**GOAL OF THE EXERCISE**
Without including the pictures, copy out every line below.

--

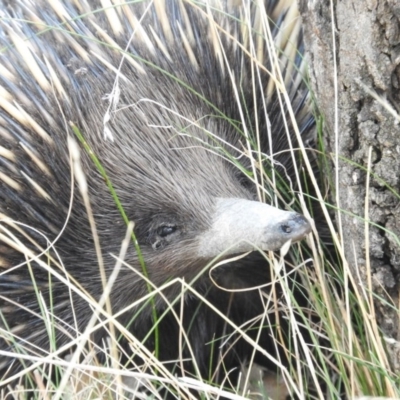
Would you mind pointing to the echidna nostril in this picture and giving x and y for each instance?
(286, 228)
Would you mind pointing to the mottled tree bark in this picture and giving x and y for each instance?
(354, 46)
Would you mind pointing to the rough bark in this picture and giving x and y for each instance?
(364, 38)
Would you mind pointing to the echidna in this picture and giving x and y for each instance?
(174, 98)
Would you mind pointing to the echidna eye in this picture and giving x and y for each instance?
(166, 230)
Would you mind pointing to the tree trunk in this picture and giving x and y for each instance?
(362, 130)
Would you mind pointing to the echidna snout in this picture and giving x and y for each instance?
(240, 225)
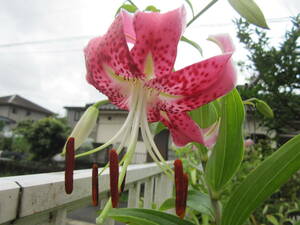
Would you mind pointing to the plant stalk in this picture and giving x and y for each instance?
(201, 12)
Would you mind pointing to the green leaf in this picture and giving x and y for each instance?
(196, 200)
(205, 115)
(157, 127)
(250, 11)
(297, 223)
(167, 204)
(191, 7)
(199, 202)
(264, 109)
(151, 8)
(262, 182)
(146, 217)
(272, 219)
(192, 43)
(128, 7)
(227, 154)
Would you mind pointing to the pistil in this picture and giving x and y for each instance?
(95, 185)
(70, 165)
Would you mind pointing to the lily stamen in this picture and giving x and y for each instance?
(181, 184)
(95, 185)
(114, 177)
(70, 165)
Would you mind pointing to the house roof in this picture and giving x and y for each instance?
(7, 120)
(17, 100)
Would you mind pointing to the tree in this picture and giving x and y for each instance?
(46, 137)
(275, 73)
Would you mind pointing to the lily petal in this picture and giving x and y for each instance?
(191, 79)
(183, 129)
(158, 35)
(109, 64)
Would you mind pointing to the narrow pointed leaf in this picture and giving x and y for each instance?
(227, 154)
(205, 116)
(191, 7)
(250, 11)
(262, 182)
(264, 109)
(146, 217)
(192, 43)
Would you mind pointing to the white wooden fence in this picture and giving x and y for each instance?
(40, 199)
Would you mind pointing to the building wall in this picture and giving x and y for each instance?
(18, 113)
(73, 116)
(109, 124)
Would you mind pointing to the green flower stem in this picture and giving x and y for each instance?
(152, 143)
(137, 111)
(217, 209)
(201, 12)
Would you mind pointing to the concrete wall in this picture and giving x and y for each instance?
(18, 113)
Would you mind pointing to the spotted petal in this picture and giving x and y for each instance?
(110, 65)
(183, 129)
(157, 38)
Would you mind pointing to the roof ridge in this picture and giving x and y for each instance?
(12, 98)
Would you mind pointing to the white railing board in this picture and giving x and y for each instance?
(9, 195)
(43, 193)
(148, 193)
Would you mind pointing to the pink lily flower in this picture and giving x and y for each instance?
(141, 79)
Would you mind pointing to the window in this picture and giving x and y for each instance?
(14, 111)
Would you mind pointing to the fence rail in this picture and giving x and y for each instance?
(40, 199)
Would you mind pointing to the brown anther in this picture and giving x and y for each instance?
(181, 181)
(114, 177)
(95, 185)
(70, 165)
(123, 184)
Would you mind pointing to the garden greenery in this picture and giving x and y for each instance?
(198, 104)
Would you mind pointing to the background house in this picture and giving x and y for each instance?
(16, 108)
(110, 120)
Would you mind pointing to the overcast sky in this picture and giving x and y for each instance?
(41, 43)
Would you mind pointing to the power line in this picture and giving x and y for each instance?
(272, 20)
(74, 38)
(83, 37)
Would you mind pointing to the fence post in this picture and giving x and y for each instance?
(163, 189)
(60, 217)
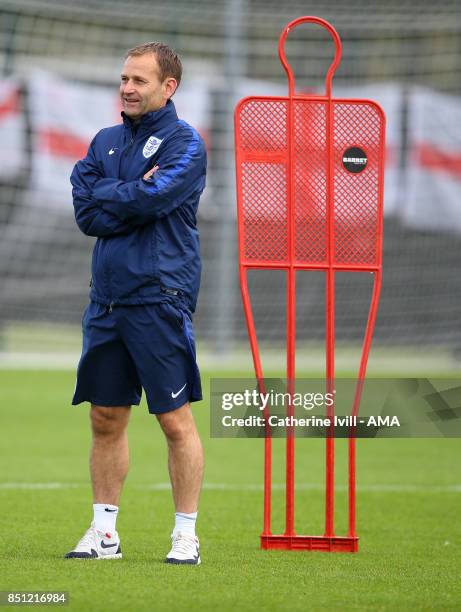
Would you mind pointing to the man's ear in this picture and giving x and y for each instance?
(169, 87)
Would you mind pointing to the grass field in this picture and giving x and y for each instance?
(408, 517)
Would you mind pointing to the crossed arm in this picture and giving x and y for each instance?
(107, 206)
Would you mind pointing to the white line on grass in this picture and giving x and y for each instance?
(208, 486)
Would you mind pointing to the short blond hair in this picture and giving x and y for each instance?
(167, 59)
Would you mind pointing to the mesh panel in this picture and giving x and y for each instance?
(310, 167)
(262, 144)
(356, 195)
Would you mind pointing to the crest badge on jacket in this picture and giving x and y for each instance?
(151, 146)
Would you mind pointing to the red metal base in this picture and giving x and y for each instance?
(321, 543)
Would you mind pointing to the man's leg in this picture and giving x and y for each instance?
(185, 464)
(109, 457)
(185, 457)
(109, 461)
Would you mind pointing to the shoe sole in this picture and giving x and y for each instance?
(183, 562)
(116, 556)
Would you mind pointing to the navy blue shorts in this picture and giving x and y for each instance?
(133, 347)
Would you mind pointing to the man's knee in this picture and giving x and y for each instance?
(107, 421)
(177, 424)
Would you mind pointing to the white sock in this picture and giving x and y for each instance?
(105, 517)
(185, 523)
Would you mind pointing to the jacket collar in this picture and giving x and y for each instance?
(154, 120)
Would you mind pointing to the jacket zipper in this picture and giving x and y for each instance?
(108, 268)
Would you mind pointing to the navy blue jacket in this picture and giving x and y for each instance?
(148, 243)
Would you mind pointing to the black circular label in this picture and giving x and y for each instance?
(355, 159)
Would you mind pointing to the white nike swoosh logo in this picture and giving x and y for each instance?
(173, 395)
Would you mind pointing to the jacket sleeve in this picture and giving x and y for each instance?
(90, 216)
(182, 167)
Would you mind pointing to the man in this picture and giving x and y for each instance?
(137, 191)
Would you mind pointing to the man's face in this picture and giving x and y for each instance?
(141, 90)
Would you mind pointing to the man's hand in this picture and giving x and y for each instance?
(150, 172)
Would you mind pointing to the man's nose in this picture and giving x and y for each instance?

--

**OUTPUT FOR THIS TASK**
Would you mind pointing to the echidna nostril in this picture and giving x and y for each instance?
(286, 228)
Would you mind pointing to the mottled tree bark in this picture and giving x and y for each instance?
(354, 46)
Would you mind pointing to the rough bark in this picture and giving x and y for each instance?
(364, 38)
Would you mind pointing to the echidna in this picture and giving x and y for each instance?
(174, 98)
Would you mind pointing to the echidna eye in this picture and giving x and y for each instance?
(166, 230)
Would you mind pointing to the tree trunk in this picture and giving x and y for each instance?
(362, 130)
Would you mind pointing to the echidna snout in this picture and giving x and y for each instance?
(240, 225)
Would you mind pointing to the plant stalk in this picture and giving x and y for each instance?
(201, 12)
Would you mind pointing to the green leaf in this picture and giving x and y for each instance?
(196, 200)
(205, 115)
(157, 127)
(250, 11)
(297, 223)
(167, 204)
(191, 7)
(199, 202)
(264, 109)
(151, 8)
(262, 182)
(146, 217)
(272, 219)
(192, 43)
(128, 7)
(227, 154)
Would you mind pointing to the pistil in this picture and giving x and y for each instance?
(95, 185)
(70, 165)
Would you mind pointing to the lily stamen in this picture and giving x and y for each instance?
(181, 184)
(95, 185)
(114, 177)
(70, 165)
Would you mind pointing to the house roof in this picture and giving x and y for each instance?
(7, 120)
(17, 100)
Would you mind pointing to the tree in this picture and giving x and y for each instance?
(46, 137)
(275, 73)
Would you mind pointing to the lily petal in this picture and giving x and y for each instance?
(191, 79)
(183, 129)
(158, 35)
(109, 64)
Would you mind pointing to the narrow pointed leaf in this picture and giving x and y for each instance?
(227, 154)
(205, 116)
(191, 7)
(250, 11)
(262, 182)
(264, 109)
(146, 217)
(192, 43)
Would you mind pointing to the white wooden fence in this picture and giving x and y for each instance?
(40, 199)
Would you mind pointing to the building wall in this picture and giving x and y for each instance?
(18, 113)
(73, 116)
(109, 124)
Would you mind pointing to the green flower stem in this picture and giving x and y for each instance?
(152, 143)
(137, 111)
(217, 209)
(201, 12)
Would you mind pointing to the concrete wall in this picture and giving x and y for each instance?
(18, 113)
Would you mind pointing to the spotted petal in this picture and giving x and y for each instance?
(110, 65)
(183, 129)
(157, 38)
Would you mind pointing to the roof ridge in this picture and giving x and y for each instance?
(12, 98)
Would you mind pointing to the white railing board in this picture and giving x and y for each instance?
(9, 195)
(43, 193)
(148, 193)
Would you mind pointing to the pink lily flower in this picture and giving x and y for each instance?
(141, 79)
Would you mind pointing to the window in this picture and giving x and y for each instance?
(14, 111)
Would you mind pointing to the fence rail in this picture and giving x and y for each instance?
(40, 199)
Would you mind pointing to the brown anther in this picture and giving x and y for each instance?
(181, 181)
(114, 177)
(95, 185)
(70, 165)
(123, 184)
Would you mind pointing to the garden greenery in this picture and giving x and y for each instance?
(198, 104)
Would you mind pointing to the background house in this picture and giving x and y for each instance?
(16, 108)
(110, 120)
Would you mind pointing to the overcast sky in this picture and giving x and y for each instance?
(41, 43)
Would you mind pointing to the power line in this picture and giving x and y for each instance?
(272, 20)
(74, 38)
(83, 37)
Would you mind pointing to the fence post in this picture and giving x and y for each instance?
(163, 189)
(60, 217)
Would you mind pointing to the man's ear in this picture and giving x and y for each instance?
(169, 87)
Would you mind pointing to the grass field in this picture and giving x and y for each instance?
(408, 517)
Would you mind pointing to the crossed arm in this picture and giving x and y for each instance?
(107, 206)
Would you mind pointing to the white line on grass in this picture and giving x and y for each instance?
(208, 486)
Would you mind pointing to the short blond hair in this picture and giving x and y for each instance?
(167, 59)
Would you mind pointing to the mesh panel in this picture and giving x and y for each instance?
(310, 167)
(262, 144)
(356, 195)
Would you mind pointing to the crest badge on jacket in this picture and giving x and y for each instance?
(151, 146)
Would you mind pointing to the red metal base in this picture and giving x and y for each instance?
(321, 543)
Would you mind pointing to the man's leg in this picture and giving x and y for each instance?
(185, 464)
(109, 457)
(185, 457)
(109, 461)
Would you mind pointing to the shoe sole in this picture and giving x and y for each instance?
(183, 562)
(116, 556)
Would you mind pointing to the navy blue shorts in this picture and giving x and y for each instance?
(133, 347)
Would you mind pointing to the man's knee in this picture and giving x and y for each instance?
(107, 421)
(177, 424)
Would you mind pointing to the white sock in this picture and giving x and y for each instance?
(105, 517)
(185, 523)
Would you mind pointing to the jacket collar in this picture and giving x and y for each instance?
(154, 120)
Would you mind pointing to the jacket zipper in this picture and giving x and y for each instance?
(108, 268)
Would you mind pointing to the navy blue jacket in this picture and giving x and y for each instance?
(148, 243)
Would you mind pointing to the black circular label in this picture and giving x and y for each instance?
(355, 159)
Would you mind pointing to the white nike swoosh logo in this picture and giving x and y for each instance?
(173, 395)
Would you mind pointing to the jacket sleeve in this picture and giving x and y for each instance?
(90, 216)
(182, 167)
Would you mind pointing to the man in this picture and giving x and y for each instance?
(137, 191)
Would you mind pointing to the man's face in this picture and giving x and y for each instance?
(141, 90)
Would you mind pointing to the man's hand in this picture and giving x and y for each instance?
(150, 172)
Would you mind pointing to the man's nose in this picture and giving x and y for each instance?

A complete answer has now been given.